*** Opening AVAILABLE DATA ***

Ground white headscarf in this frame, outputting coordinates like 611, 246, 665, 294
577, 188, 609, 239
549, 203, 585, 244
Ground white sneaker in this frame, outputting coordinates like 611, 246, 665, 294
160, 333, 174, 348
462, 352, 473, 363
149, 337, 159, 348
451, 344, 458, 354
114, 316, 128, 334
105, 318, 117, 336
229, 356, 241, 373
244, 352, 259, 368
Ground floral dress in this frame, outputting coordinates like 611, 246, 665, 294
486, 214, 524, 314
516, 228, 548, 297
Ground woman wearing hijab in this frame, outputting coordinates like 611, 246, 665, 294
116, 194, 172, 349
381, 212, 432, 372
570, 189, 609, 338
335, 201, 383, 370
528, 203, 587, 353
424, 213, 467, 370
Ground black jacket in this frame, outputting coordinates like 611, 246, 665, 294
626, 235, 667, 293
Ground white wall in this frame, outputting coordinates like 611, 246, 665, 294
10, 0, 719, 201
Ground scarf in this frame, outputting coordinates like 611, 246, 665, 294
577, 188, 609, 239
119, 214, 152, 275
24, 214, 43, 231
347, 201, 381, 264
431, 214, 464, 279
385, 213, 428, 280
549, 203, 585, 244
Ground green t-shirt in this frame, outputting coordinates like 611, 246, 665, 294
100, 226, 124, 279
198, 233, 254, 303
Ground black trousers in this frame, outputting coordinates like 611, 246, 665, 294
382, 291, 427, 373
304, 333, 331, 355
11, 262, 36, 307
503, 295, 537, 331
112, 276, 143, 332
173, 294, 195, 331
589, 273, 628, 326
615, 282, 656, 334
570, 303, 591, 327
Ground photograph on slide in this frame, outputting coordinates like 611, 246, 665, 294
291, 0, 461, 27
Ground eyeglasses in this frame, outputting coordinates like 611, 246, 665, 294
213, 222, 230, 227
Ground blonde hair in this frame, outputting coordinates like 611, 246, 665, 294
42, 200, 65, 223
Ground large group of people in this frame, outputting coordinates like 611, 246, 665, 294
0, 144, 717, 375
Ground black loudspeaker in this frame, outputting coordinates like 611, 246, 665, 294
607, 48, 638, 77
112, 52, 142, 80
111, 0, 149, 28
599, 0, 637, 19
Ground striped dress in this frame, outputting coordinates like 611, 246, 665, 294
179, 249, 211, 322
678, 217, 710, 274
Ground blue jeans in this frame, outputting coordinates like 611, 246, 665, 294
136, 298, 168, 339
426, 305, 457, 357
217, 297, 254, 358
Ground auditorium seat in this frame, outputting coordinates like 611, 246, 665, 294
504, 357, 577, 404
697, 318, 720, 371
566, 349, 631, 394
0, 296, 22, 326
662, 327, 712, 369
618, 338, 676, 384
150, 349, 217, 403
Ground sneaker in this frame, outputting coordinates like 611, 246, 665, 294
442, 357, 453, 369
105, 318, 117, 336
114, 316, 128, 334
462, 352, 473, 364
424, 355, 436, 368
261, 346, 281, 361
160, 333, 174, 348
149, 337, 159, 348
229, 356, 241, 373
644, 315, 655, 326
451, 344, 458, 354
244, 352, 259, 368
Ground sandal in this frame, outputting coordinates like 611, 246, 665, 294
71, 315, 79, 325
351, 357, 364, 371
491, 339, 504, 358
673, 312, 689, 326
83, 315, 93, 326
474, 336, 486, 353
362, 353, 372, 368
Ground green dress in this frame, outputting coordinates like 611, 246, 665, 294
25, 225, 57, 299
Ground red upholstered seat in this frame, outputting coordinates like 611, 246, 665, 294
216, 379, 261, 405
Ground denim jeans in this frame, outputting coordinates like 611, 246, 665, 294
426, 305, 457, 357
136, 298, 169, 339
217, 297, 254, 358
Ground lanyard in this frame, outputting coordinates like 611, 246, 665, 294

*** Closing AVAILABLE DATA ***

Find the line containing "Ground black loudspeaker" in the data above. Please transcribe it and every line after it, exactly.

Ground black loudspeaker in this frame, outputting coordinates like 611, 246, 665, 294
607, 48, 638, 77
112, 52, 142, 80
111, 0, 149, 28
599, 0, 637, 19
Ground striped dress in this frame, outputting coordinates like 611, 246, 665, 294
179, 249, 211, 322
678, 217, 710, 274
Ground blue jeans in this frame, outputting coordinates like 611, 246, 665, 294
136, 298, 168, 339
426, 305, 457, 357
217, 297, 254, 358
Ground auditorium seat in this frame, outputting coordinates like 611, 246, 665, 294
504, 357, 577, 404
697, 318, 720, 371
566, 349, 631, 394
0, 296, 22, 326
662, 327, 712, 369
618, 338, 676, 384
150, 349, 217, 403
Ground sneaker in this frame, outputting coordinates like 611, 246, 665, 294
442, 357, 453, 369
105, 318, 117, 336
114, 316, 128, 334
462, 352, 473, 364
424, 355, 436, 368
261, 346, 281, 361
160, 333, 174, 348
149, 337, 159, 348
229, 356, 241, 373
644, 315, 655, 326
451, 344, 458, 354
244, 352, 259, 368
Ground sandal in this frame, outputting coordinates like 611, 246, 665, 294
71, 315, 79, 325
351, 357, 364, 371
491, 339, 504, 358
673, 312, 689, 326
83, 315, 93, 326
474, 336, 486, 353
362, 353, 372, 368
Ground green dress in this frame, outputting coordinates like 611, 246, 665, 294
25, 225, 57, 299
Ground red upholstered seat in this frame, outputting coordinates like 611, 246, 665, 294
216, 379, 261, 405
Ground denim jeans in this frame, outputting coordinates like 611, 246, 665, 294
426, 305, 457, 357
136, 298, 169, 339
217, 297, 254, 358
Ground lanyard in this frame, outputting coordinates like 611, 246, 665, 294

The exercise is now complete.